> **Collection entries**:
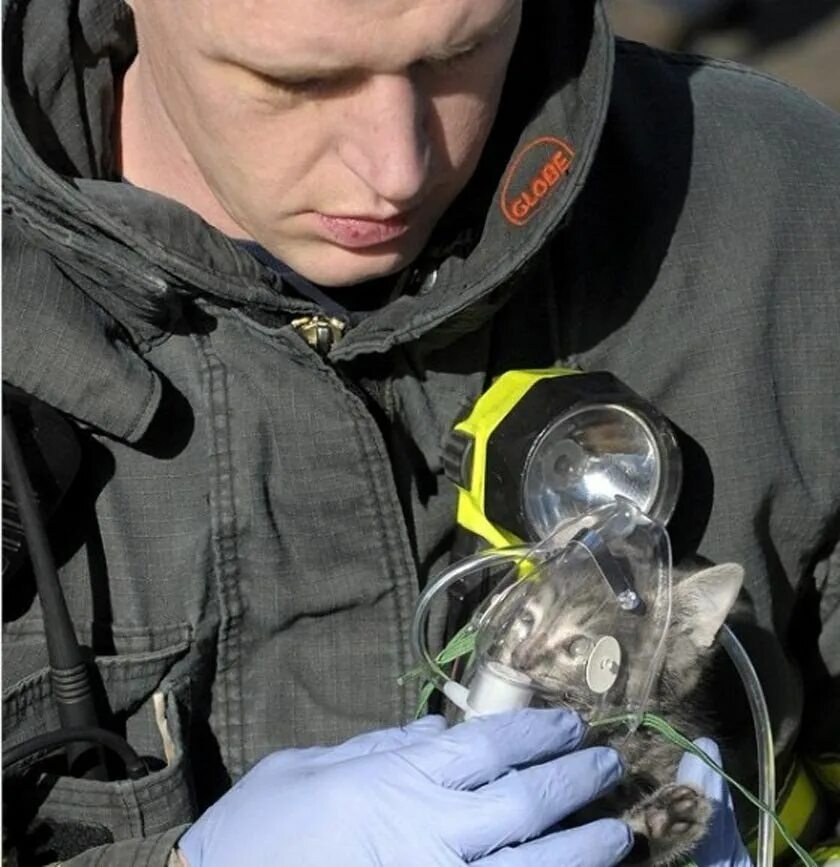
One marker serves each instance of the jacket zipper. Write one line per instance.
(320, 332)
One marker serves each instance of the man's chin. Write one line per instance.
(333, 266)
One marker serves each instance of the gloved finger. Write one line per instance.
(476, 752)
(378, 741)
(599, 844)
(417, 732)
(522, 804)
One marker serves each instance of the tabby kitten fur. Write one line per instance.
(548, 640)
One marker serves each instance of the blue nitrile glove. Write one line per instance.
(722, 846)
(422, 795)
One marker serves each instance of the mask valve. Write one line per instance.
(603, 665)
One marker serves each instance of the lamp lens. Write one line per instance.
(586, 459)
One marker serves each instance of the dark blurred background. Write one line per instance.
(796, 40)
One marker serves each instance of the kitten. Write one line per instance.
(550, 640)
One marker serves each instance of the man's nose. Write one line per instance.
(385, 142)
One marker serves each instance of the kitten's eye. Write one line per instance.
(579, 647)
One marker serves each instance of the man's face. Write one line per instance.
(334, 132)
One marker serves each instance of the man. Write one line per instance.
(265, 255)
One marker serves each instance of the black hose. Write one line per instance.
(39, 746)
(72, 689)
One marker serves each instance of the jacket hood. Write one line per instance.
(63, 61)
(60, 74)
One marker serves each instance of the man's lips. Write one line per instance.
(362, 231)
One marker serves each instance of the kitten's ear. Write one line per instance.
(702, 600)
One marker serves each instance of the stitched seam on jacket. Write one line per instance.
(225, 553)
(634, 50)
(396, 543)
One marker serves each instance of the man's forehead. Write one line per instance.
(344, 33)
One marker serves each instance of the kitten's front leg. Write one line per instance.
(672, 819)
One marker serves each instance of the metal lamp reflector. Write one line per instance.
(588, 457)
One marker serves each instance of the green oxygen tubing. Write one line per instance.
(487, 692)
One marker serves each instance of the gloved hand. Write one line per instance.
(722, 846)
(422, 795)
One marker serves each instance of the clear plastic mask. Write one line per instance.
(581, 619)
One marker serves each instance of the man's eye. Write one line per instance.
(444, 64)
(297, 86)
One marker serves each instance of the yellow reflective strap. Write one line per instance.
(826, 768)
(795, 804)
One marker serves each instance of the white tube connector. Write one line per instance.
(493, 689)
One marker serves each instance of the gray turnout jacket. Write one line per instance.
(257, 516)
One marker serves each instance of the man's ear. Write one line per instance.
(701, 601)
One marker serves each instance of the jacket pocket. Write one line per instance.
(54, 817)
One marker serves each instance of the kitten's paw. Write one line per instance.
(672, 819)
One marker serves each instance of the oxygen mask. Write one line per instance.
(577, 620)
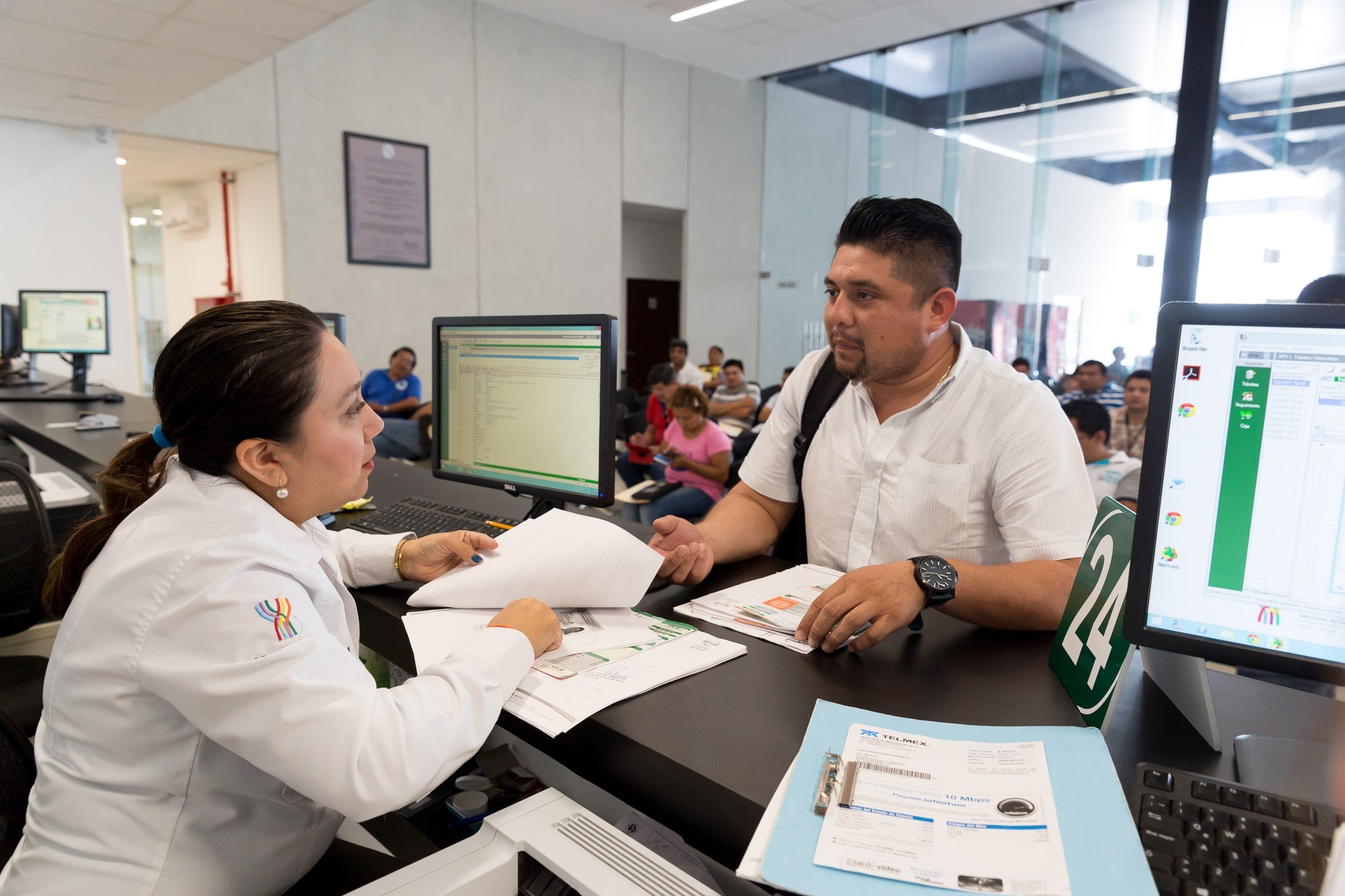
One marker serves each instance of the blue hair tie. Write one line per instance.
(160, 440)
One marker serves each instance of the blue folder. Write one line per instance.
(1102, 848)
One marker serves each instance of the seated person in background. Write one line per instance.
(1091, 385)
(713, 367)
(395, 395)
(933, 448)
(1113, 475)
(686, 373)
(698, 458)
(1130, 421)
(638, 463)
(1324, 291)
(738, 399)
(764, 414)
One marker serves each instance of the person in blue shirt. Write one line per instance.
(395, 395)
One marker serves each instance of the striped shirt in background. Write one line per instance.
(985, 469)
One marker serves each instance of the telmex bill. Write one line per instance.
(959, 815)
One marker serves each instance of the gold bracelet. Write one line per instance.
(397, 558)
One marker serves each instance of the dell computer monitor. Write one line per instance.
(1239, 547)
(525, 405)
(335, 324)
(10, 343)
(69, 323)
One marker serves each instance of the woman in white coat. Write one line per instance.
(206, 720)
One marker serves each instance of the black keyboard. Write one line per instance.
(1211, 837)
(427, 517)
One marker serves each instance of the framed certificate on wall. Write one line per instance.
(386, 202)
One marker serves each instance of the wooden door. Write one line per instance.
(653, 317)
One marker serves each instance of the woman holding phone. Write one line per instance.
(697, 452)
(206, 720)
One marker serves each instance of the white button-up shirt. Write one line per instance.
(985, 469)
(206, 723)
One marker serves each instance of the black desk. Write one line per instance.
(705, 754)
(85, 453)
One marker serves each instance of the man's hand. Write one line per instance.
(688, 557)
(885, 595)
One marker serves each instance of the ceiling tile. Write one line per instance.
(844, 9)
(334, 7)
(85, 16)
(213, 41)
(799, 20)
(759, 33)
(171, 64)
(269, 18)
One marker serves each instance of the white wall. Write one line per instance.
(650, 250)
(537, 133)
(62, 226)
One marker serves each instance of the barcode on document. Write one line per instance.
(893, 770)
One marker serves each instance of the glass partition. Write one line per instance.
(1047, 136)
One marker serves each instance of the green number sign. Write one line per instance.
(1091, 654)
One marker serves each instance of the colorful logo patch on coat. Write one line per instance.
(278, 614)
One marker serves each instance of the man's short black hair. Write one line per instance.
(661, 375)
(1091, 417)
(919, 237)
(1324, 291)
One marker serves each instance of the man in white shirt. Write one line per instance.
(686, 373)
(933, 449)
(1113, 475)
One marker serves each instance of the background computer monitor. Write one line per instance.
(69, 323)
(1239, 545)
(525, 405)
(335, 324)
(10, 340)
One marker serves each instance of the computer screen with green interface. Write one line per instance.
(1251, 534)
(522, 405)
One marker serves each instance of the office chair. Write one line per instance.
(18, 771)
(26, 550)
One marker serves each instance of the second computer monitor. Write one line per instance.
(525, 405)
(66, 323)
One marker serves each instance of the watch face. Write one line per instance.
(938, 575)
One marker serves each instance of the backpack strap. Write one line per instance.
(826, 389)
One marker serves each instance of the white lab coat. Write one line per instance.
(195, 740)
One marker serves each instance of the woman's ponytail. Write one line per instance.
(124, 484)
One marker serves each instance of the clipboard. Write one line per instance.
(1102, 847)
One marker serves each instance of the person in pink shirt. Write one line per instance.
(698, 456)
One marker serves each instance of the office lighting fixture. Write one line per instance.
(701, 10)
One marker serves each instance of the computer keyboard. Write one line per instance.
(427, 517)
(1211, 837)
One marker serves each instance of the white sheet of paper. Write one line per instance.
(556, 706)
(563, 559)
(958, 815)
(436, 633)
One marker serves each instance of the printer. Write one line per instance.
(545, 845)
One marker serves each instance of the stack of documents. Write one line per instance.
(608, 654)
(560, 558)
(770, 609)
(883, 805)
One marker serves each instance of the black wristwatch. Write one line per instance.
(938, 580)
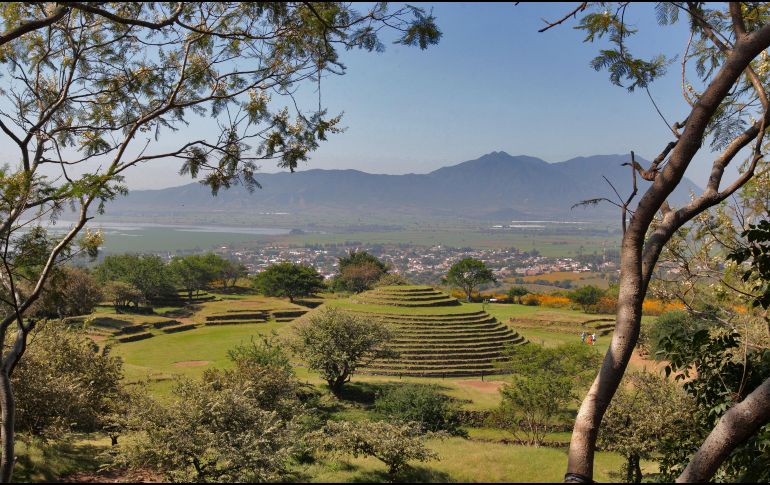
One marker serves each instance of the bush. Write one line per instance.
(391, 279)
(335, 343)
(586, 297)
(554, 301)
(237, 425)
(606, 304)
(64, 383)
(393, 444)
(211, 431)
(423, 405)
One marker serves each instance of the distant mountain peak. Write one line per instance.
(495, 185)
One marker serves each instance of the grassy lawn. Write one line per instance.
(158, 357)
(469, 461)
(484, 457)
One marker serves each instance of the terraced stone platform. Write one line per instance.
(435, 336)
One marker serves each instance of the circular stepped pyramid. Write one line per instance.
(434, 336)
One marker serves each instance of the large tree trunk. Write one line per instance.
(640, 251)
(734, 428)
(7, 417)
(629, 315)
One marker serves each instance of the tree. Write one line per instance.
(545, 381)
(70, 291)
(586, 296)
(289, 279)
(727, 44)
(122, 294)
(517, 292)
(148, 274)
(392, 279)
(393, 444)
(360, 271)
(335, 343)
(65, 383)
(91, 90)
(192, 273)
(231, 272)
(651, 416)
(235, 425)
(423, 405)
(211, 431)
(468, 273)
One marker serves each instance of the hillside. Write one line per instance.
(434, 335)
(496, 186)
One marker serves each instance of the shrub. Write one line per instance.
(606, 304)
(586, 296)
(393, 444)
(211, 431)
(64, 383)
(554, 301)
(531, 300)
(423, 405)
(658, 307)
(335, 343)
(391, 279)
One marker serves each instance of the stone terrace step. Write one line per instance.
(234, 322)
(237, 316)
(135, 337)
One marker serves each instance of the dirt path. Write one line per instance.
(192, 363)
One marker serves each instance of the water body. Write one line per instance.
(148, 237)
(141, 226)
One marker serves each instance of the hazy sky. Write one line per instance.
(493, 83)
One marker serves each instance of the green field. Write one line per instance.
(175, 240)
(486, 455)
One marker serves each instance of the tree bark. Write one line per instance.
(7, 418)
(639, 253)
(734, 428)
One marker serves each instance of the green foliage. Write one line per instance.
(423, 405)
(335, 343)
(64, 383)
(211, 431)
(717, 370)
(148, 274)
(468, 273)
(264, 351)
(393, 444)
(235, 425)
(586, 296)
(359, 271)
(544, 383)
(391, 279)
(757, 255)
(517, 292)
(70, 291)
(649, 417)
(289, 280)
(195, 272)
(122, 294)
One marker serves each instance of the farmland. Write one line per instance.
(209, 329)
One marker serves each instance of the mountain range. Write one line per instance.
(496, 186)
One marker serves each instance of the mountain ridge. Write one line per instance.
(485, 188)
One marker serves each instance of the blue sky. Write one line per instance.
(493, 83)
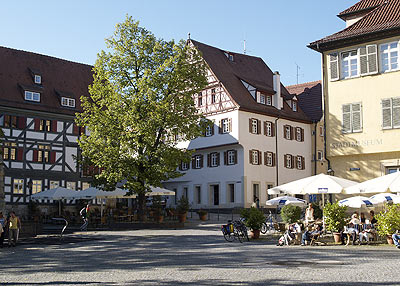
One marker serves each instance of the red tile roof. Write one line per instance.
(58, 77)
(309, 96)
(252, 70)
(383, 19)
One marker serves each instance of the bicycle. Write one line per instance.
(268, 224)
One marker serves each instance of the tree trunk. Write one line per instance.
(2, 194)
(141, 206)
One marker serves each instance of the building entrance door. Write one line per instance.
(215, 190)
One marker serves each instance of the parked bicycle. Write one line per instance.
(269, 224)
(235, 230)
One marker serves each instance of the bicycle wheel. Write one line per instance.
(264, 228)
(238, 234)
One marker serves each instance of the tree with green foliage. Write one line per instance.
(335, 216)
(291, 213)
(2, 194)
(141, 97)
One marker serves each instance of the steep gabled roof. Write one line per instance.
(59, 77)
(361, 7)
(382, 20)
(309, 96)
(251, 69)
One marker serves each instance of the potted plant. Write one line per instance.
(254, 218)
(388, 222)
(335, 216)
(157, 209)
(202, 214)
(291, 214)
(182, 208)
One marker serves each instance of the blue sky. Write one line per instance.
(276, 31)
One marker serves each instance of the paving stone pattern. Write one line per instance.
(197, 255)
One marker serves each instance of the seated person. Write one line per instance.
(396, 239)
(367, 233)
(311, 233)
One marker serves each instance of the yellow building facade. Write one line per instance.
(361, 90)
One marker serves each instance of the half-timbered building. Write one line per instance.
(260, 138)
(39, 96)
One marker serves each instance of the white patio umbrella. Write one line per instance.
(285, 200)
(386, 198)
(318, 184)
(358, 202)
(383, 184)
(58, 193)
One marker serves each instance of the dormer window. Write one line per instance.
(38, 79)
(229, 56)
(68, 102)
(32, 96)
(294, 105)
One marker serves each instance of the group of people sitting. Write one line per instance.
(361, 228)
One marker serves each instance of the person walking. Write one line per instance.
(3, 226)
(14, 225)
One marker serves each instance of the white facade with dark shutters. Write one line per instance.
(248, 150)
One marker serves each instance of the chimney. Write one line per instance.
(277, 98)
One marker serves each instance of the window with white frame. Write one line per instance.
(320, 155)
(254, 126)
(231, 157)
(288, 132)
(391, 113)
(294, 105)
(389, 54)
(36, 186)
(68, 102)
(38, 79)
(214, 159)
(268, 129)
(18, 186)
(254, 157)
(349, 64)
(32, 96)
(209, 131)
(269, 159)
(198, 161)
(225, 125)
(352, 118)
(198, 194)
(288, 161)
(299, 163)
(262, 98)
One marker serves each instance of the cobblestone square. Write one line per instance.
(192, 256)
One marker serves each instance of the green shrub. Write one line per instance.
(254, 218)
(388, 220)
(183, 205)
(291, 213)
(335, 217)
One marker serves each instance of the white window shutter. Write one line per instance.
(356, 115)
(362, 52)
(396, 112)
(372, 52)
(346, 123)
(334, 66)
(386, 113)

> **SHORT PROBLEM**: Reproduce the following lines verbatim, starting at the line containing "One marker serves each instance of the blue hair" and ending after the line containing "(1047, 136)".

> **ANSWER TO THIS TASK**:
One marker serves each instance of the blue hair tie. Write one line per instance.
(160, 440)
One marker serves each instance of the blue folder. Write one line per instance.
(1102, 848)
One marker serves each instance of the seated person in background. Write one line per instance.
(1091, 385)
(713, 367)
(395, 395)
(933, 448)
(1113, 475)
(686, 373)
(698, 458)
(1130, 421)
(638, 463)
(1324, 291)
(738, 399)
(764, 414)
One marker serves each instance of the person in blue shirt. Write one line per instance.
(395, 395)
One marker serves each instance of the striped shirt in background. Write one line per instance.
(985, 469)
One marker serves each instance of the telmex bill. Write one line per instance.
(959, 815)
One marker serves each instance of the gold bracelet. Write one line per instance.
(397, 558)
One marker serves each instance of the dell computer monitor. Write one line per instance.
(1239, 547)
(525, 405)
(335, 324)
(10, 343)
(69, 323)
One marker serves each instance of the woman in white coat. Write one line per instance.
(206, 720)
One marker serves each instance of the black keyboard. Write one line per instance.
(1211, 837)
(427, 517)
One marker serves each instance of the framed certificate on wall. Write one line per instance.
(386, 202)
One marker serves each instance of the wooden door. Write one line per instance.
(653, 317)
One marker serves each instance of the woman holding phone. Write one line per instance.
(697, 452)
(206, 720)
One marker serves each instance of the white button-up shirt. Write one line per instance.
(985, 469)
(206, 723)
One marker serves each instance of the black desk. Write one line per instance.
(705, 754)
(85, 453)
One marker serves each instance of the man's hand. Write one line per instance.
(688, 557)
(885, 595)
One marker serves each instance of the ceiling tile. Write one line per instance.
(844, 9)
(334, 7)
(85, 16)
(213, 41)
(799, 20)
(759, 33)
(171, 64)
(269, 18)
One marker serves each instance of the white wall. Write one line per instance.
(650, 250)
(537, 133)
(62, 226)
One marker serves each instance of the barcode on document. Write one line per instance.
(893, 770)
One marker serves each instance of the glass partition. Write one line per instance.
(1047, 136)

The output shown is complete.